> _Soal Latihan_
Kutip tanpa perubahan bagian teks tentang masalah mahasiswa baru di bawah ini yang dimulai dengan kata-kata "Masalah juga dapat" dan berakhir pada "tidak dapat terpenuhi.".

> _Teks yang Diberikan_
+++
Masalah juga dapat muncul saat seseorang tidak mampu mendapatkan keinginan untuk membeli barang-barang selain barang-barang kebutuhan untuk kehidupan sehari-hari. Misalnya kebutuhan untuk membeli berbagai keperluan lain seperti buku-buku referensi ataupun hanya sekedar untuk bersenang-senang, kenyataannya tidak semua mahasiswa baru mampu terpenuhi keinginannya. Bagi mereka yang berkecukupan maka hal ini bukanlah sebuah masalah. Namun bagi yang orang tuanya kurang mampu maka keinginan tersebut kemungkinan tidak dapat terpenuhi.
Hal ini akan menjadi sebuah masalah karena keinginan untuk
mendapatkan apa yang diinginkan mengalami banyak hambatan atau bahkan bisa jadi tidak dapat tercapai sama sekali. Beberapa hal diatas adalah contoh nyata dari situasi yang dialami oleh mahasiswa baru dan dapat dianggap sebagai masalah bagi mahasiswa baru karena terdapat hambatan yang menghalangi (Chauhan, 1978) dan tidak adanya kesesuaian atara kondisi yang ada dengan kondisi yang diinginkan oleh subjek (Hayes, 1978) (Elliot, 2000). Setiap permasalahan haruslah diselesaikan agar mereka bisa lebih siap dalam menjalankan perannya sebagai seorang mahasiswa. Kenyataannya bagi sebagian orang berbagai permasalahan diatas dapat diatasi dengan baik dan efektif namun bagi sebagian lainnya permasalahan tersebut tidak dapat diselesaikan dengan baik. Pemecahan masalah yang tidak efektif seringkali membuat masalah yang sama muncul kembali meskipun sebelumnya telah mampu diselesaikan oleh individu.
Bagi seorang problem solver yang baik harus mampu memandang sebuah permasalahan dengan lebih menyeluruh dan memahami masalah dengan lebih mendalam sehingga keputusan yang akan diambil akan menjadi lebih tepat sasaran Bila hal tersebut dilakukan maka masalah akan dapat diselesaikan dengan lebih efektif sehingga masalah yang sama tidak akan muncul kembali.
+++
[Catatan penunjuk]

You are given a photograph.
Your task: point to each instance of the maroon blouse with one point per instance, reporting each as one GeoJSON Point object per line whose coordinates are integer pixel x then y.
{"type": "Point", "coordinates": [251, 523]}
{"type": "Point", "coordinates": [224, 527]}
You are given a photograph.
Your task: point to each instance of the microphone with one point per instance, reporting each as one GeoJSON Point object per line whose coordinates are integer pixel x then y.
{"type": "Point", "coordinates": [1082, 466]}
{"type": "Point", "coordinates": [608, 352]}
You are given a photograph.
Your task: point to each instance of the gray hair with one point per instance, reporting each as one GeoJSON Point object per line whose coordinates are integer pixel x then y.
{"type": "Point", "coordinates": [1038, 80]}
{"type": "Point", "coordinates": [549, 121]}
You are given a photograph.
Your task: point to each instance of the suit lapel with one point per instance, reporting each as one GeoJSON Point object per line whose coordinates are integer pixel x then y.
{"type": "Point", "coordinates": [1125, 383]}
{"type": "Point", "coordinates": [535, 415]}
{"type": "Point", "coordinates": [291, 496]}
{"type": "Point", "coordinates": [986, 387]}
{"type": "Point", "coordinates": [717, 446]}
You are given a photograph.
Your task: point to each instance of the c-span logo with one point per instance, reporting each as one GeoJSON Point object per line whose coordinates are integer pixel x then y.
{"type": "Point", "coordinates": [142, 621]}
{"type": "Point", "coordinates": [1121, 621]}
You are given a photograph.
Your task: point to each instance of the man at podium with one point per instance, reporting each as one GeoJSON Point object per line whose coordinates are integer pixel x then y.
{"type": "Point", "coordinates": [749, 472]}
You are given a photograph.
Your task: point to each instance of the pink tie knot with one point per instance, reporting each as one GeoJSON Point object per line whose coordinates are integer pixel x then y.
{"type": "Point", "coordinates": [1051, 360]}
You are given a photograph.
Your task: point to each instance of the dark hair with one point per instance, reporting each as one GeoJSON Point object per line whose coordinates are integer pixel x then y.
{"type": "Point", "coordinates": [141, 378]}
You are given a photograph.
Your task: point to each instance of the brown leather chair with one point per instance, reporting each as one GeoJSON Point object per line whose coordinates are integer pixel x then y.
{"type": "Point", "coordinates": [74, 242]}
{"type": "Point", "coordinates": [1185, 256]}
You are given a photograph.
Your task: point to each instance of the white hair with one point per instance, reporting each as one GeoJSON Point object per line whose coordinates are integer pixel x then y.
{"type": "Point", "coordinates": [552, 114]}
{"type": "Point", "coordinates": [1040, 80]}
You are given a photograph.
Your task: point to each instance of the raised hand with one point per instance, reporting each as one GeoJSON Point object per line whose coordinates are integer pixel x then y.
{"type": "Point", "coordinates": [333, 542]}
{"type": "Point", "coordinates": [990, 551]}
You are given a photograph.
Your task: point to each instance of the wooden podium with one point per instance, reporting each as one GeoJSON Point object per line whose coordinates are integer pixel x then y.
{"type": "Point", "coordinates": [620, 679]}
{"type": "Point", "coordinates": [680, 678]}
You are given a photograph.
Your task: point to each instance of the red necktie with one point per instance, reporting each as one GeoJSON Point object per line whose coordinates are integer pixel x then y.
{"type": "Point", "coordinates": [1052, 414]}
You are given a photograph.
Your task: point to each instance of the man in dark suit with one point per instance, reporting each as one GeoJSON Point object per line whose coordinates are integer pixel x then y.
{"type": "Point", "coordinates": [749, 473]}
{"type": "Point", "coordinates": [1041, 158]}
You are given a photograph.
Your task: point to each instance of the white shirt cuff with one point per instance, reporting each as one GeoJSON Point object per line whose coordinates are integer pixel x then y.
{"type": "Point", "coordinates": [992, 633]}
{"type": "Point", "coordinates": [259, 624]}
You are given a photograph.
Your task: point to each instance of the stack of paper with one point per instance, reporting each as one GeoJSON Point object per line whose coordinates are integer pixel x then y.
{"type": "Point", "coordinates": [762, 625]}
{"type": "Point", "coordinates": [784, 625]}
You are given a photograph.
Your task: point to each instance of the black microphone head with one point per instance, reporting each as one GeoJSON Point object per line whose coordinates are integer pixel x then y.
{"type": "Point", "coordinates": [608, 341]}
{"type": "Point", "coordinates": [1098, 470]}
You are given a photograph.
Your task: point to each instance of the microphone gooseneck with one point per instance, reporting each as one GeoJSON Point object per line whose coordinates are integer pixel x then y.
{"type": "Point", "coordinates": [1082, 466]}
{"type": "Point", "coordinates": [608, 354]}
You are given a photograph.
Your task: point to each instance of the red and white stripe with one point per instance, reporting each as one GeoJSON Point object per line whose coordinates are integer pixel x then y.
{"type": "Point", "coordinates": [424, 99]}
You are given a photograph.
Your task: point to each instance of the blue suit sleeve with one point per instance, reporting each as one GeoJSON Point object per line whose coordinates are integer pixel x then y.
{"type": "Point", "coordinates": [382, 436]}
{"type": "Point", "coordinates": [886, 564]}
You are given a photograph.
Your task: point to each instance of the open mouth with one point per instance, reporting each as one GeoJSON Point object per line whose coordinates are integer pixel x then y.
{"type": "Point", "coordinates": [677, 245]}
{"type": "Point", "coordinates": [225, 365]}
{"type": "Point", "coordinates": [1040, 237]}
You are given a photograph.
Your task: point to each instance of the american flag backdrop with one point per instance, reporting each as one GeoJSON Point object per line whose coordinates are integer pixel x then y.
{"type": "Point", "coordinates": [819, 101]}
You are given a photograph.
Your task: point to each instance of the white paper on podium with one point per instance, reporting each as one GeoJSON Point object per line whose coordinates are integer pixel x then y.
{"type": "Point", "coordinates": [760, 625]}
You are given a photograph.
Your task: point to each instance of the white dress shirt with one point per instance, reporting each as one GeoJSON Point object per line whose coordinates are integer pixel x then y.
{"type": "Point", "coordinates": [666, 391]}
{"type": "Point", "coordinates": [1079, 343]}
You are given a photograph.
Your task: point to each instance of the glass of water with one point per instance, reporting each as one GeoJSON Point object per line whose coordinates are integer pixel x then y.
+++
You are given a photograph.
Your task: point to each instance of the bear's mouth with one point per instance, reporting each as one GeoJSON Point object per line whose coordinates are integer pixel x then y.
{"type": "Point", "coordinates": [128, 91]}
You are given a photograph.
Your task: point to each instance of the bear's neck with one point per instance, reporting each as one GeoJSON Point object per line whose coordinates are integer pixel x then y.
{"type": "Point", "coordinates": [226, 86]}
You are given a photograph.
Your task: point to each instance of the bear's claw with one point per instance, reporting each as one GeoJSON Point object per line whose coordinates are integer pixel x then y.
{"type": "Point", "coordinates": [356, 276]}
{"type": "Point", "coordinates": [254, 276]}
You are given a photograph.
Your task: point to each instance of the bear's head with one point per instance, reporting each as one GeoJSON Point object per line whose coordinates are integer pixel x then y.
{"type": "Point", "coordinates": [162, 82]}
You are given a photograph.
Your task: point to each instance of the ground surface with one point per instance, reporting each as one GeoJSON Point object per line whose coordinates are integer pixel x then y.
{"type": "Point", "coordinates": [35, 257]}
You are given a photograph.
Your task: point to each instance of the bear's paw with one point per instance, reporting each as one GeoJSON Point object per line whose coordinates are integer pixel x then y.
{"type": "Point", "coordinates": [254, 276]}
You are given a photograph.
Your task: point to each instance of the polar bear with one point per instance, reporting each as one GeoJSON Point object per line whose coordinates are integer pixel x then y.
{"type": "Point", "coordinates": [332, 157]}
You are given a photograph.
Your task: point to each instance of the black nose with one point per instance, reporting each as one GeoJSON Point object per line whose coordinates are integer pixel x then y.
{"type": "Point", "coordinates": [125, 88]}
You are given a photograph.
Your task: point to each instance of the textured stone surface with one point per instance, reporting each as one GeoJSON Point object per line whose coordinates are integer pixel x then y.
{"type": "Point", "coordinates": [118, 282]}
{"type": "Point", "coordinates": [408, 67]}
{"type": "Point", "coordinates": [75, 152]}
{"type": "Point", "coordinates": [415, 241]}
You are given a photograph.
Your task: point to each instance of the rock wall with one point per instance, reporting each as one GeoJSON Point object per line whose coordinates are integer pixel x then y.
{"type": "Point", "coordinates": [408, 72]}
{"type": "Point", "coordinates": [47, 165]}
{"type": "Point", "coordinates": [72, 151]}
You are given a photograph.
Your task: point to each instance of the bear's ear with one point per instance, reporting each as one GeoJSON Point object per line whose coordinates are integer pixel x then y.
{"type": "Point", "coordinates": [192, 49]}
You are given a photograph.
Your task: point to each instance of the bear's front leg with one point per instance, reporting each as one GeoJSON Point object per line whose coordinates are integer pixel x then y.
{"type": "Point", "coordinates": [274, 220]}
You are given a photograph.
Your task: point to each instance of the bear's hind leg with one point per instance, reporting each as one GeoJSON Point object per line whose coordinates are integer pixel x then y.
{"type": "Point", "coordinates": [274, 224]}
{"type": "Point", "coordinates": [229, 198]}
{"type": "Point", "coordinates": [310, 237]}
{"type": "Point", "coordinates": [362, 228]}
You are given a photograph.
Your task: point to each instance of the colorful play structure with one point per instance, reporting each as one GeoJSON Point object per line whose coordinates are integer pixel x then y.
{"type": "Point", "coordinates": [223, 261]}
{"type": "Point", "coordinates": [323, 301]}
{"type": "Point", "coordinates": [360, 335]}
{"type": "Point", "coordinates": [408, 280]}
+++
> _Jawaban_
Masalah juga dapat muncul saat seseorang tidak mampu mendapatkan keinginan untuk membeli barang-barang selain barang-barang kebutuhan untuk kehidupan sehari-hari. Misalnya kebutuhan untuk membeli berbagai keperluan lain seperti buku-buku referensi ataupun hanya sekedar untuk bersenang-senang, kenyataannya tidak semua mahasiswa baru mampu terpenuhi keinginannya. Bagi mereka yang berkecukupan maka hal ini bukanlah sebuah masalah. Namun bagi yang orang tuanya kurang mampu maka keinginan tersebut kemungkinan tidak dapat terpenuhi.